--- Start of DATA FOR PROCESSING ---

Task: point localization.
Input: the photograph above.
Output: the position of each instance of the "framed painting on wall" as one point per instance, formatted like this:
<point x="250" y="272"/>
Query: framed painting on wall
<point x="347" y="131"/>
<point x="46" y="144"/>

--- End of DATA FOR PROCESSING ---

WHAT IS NEEDED :: Rewrite all of the records in full, requests included, and shift each x and y coordinate in the answer points up by 121. Leave the numbers in the format sample and the rest of each request unchanged.

ANSWER TO THE TASK ::
Task: point localization.
Input: the photograph above.
Output: the position of each instance of the "framed painting on wall" as one point per instance, formatted like this:
<point x="250" y="272"/>
Query: framed painting on wall
<point x="468" y="252"/>
<point x="167" y="265"/>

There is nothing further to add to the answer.